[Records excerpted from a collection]
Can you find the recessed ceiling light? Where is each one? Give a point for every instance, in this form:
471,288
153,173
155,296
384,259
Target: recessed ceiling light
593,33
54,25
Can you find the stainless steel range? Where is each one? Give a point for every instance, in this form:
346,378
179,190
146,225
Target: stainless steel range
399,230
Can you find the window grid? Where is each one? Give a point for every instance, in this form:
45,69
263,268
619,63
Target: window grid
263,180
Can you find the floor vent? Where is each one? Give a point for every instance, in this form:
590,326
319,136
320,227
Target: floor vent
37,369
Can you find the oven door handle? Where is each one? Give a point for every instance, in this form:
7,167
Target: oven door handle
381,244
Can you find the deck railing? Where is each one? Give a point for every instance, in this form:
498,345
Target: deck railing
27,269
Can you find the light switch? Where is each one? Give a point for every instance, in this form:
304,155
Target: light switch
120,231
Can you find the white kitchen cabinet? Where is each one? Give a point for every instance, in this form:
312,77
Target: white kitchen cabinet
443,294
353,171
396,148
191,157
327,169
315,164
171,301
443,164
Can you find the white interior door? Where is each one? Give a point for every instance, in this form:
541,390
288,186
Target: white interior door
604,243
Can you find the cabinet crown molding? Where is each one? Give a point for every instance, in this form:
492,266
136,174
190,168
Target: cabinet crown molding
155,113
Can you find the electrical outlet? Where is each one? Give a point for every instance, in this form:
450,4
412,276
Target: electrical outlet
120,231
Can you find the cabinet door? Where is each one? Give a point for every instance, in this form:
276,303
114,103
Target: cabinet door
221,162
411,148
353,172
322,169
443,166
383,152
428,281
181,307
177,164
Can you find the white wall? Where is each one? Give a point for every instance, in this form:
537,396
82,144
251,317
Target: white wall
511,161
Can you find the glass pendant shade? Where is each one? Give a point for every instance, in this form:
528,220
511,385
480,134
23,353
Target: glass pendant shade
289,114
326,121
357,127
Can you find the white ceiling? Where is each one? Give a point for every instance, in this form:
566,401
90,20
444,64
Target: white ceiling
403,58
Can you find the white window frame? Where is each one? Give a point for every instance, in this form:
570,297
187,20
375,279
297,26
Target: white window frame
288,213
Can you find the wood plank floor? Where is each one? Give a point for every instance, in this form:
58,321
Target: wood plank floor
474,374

GOAL: The records above are to be copied in full, exactly as written.

WRITTEN RESPONSE:
Can you find the recessed ceiling light? Where is each one? Give a point for every instance, in this form:
471,288
153,173
155,296
384,259
Target: recessed ceiling light
593,33
54,25
Can you find the stainless steel range? Where is each one? Give a point for every instance, in this form:
346,378
179,190
146,225
Target: stainless steel range
399,230
Can you find the window grid? Where is each one? Give a point for every instance, in this form:
45,69
263,268
619,63
Target: window grid
263,180
Can you find the floor vent? Where is each one? Give a point for every instance, in this form:
590,326
319,136
320,227
Target: floor vent
37,369
Can you find the oven door handle? Where is each one? Give a point for every instance, in this form:
7,167
Target: oven door handle
381,244
Can you find the deck railing? Where is each one? Give a point for every instance, in this form:
498,345
Target: deck railing
27,269
Can you find the light switch? Where is each one? Give a point for every instance, in this form:
304,155
Target: light switch
120,231
Can you find the white kitchen cabinet? Where is each one? Give a point for every instance, in this form:
312,77
Target: white kitchen cabinet
443,294
353,171
396,148
191,157
327,169
315,164
171,301
443,164
Can you find the white interior door? Where is each one? Give a point for every instance, in this form:
541,390
288,186
Target: white interior door
604,243
Can you find the cabinet crown molding? Where is each one? Give a point for every instance, in this form:
492,266
136,174
190,168
Target: cabinet crown molding
155,113
Can you find the electrical outlet? Where is each one? Give a point for every instance, in this form:
450,4
412,276
Target: electrical outlet
120,231
Can you find the cabinet door? Where is each one? Give a point for every instance, in this form:
276,303
114,103
Target: cabinet door
221,162
411,148
353,172
322,169
443,166
383,152
428,281
181,307
177,164
Can you find the white wall? Where is each one? Give a point for every instance, in this form:
537,396
82,144
251,317
Target: white wall
511,161
Can you find the glass pendant shade? Where is each one? Give a point for every instance, in this form:
528,220
511,385
480,134
23,353
Target: glass pendant shade
289,114
326,121
357,127
Can you find the white ceiling? Where is each one? Give a point for every instance, in this form:
566,401
90,20
444,64
Target: white ceiling
403,58
Can you find the white window frame? Where is each one? Give a point for every instance, in this form:
570,297
187,20
375,279
297,26
Target: white window frame
288,213
Can you find the wood plank floor? Where is each one? Give a point for every instance, in this form:
58,321
Target: wood plank floor
474,374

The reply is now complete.